**Text**.
##########
Recent work by Gdanski investigates the effects of various concentrations of high-pH solutions with and without KCl and NaCl on clays.5 While this work is focused on formation damage during stimulation treatments, and as such, is deficient in the manner described previously insofar as extending the interpretation of regain permeability testing to the understanding of shales, the basics of clay chemistry interactions with these types of fluids would be expected to be more or less consistent with that of cementing fluids. This line of reasoning is also consistent with prior literature on the subject of shale and fresh water cement slurry interactions. Not yet fully realizing the fluid/shale physicochemical effects, a trial-and-error approach was used at this point, based on combining the findings from Gdanski, conventional shale swelling tests (shown in Table 1), and field observations thus far. In this area and other well locations in the coastal Gulf of Mexico being scrutinized for problematic LOT/FIT issues, various concentrations of salts were added to the cementing spacers and slurries. The intention of the salts being to at least eliminate the potential detrimental effects of fresh water. Figs. 2A and 2B provide a similar comparison on an immediate offset well to the logs shown in Figs. 1A and 1B. No changes were made in the mud or cementing programs between these two wells, except for the addition of 4% KCl to all spacers and cementing fluids on the offset well. The severe washout was no longer present, and this offset was the first well in which the operator obtained a successful LOT without squeezing. Several such cases have since been documented with similar results. Although these cases may seem to present only circumstantial evidence, when coupled with the tests presented in the remainder of this paper, they provide a strong argument for adjusting the chemistry of cementing fluids for formation stability.
##########
**Dataset**.
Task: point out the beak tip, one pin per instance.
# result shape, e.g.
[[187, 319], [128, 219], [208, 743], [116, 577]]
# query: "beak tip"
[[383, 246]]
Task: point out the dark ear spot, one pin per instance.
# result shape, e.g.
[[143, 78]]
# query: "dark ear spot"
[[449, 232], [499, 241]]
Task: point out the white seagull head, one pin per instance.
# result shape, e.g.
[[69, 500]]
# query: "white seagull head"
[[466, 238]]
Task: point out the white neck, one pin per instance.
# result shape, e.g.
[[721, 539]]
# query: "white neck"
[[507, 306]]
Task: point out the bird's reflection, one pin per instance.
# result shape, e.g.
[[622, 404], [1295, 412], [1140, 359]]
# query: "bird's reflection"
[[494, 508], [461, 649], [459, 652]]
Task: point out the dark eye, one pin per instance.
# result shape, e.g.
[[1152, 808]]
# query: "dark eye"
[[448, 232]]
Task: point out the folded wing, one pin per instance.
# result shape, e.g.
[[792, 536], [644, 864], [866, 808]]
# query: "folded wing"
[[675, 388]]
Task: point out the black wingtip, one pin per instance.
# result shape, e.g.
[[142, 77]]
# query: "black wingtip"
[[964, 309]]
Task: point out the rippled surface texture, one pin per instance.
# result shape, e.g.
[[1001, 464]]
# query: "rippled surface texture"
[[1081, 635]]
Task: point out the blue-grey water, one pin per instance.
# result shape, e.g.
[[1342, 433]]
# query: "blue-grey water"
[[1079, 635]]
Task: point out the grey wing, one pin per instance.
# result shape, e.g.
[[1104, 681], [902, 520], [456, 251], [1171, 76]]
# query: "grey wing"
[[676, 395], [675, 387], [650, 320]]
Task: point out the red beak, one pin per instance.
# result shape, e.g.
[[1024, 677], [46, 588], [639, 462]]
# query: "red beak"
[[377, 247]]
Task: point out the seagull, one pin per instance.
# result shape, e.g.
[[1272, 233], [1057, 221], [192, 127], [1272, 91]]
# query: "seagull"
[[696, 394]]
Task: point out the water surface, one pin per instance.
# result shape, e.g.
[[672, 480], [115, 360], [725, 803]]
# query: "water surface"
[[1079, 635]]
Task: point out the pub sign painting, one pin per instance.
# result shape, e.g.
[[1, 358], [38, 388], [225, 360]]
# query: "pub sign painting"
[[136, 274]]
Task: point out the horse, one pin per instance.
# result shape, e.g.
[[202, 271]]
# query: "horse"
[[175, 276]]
##########
**What the task asks**.
Translate this sentence from the text on cementing fluids and shale into Spanish: "No changes were made in the mud or cementing programs between these two wells, except for the addition of 4% KCl to all spacers and cementing fluids on the offset well." The records are separate material and have no connection to the text on cementing fluids and shale.

**Answer for the task**.
No se realizaron cambios en los programas de lodo ni de cementación entre estos dos pozos, salvo la adición de 4 % de KCl a todos los espaciadores y fluidos de cementación en el pozo vecino.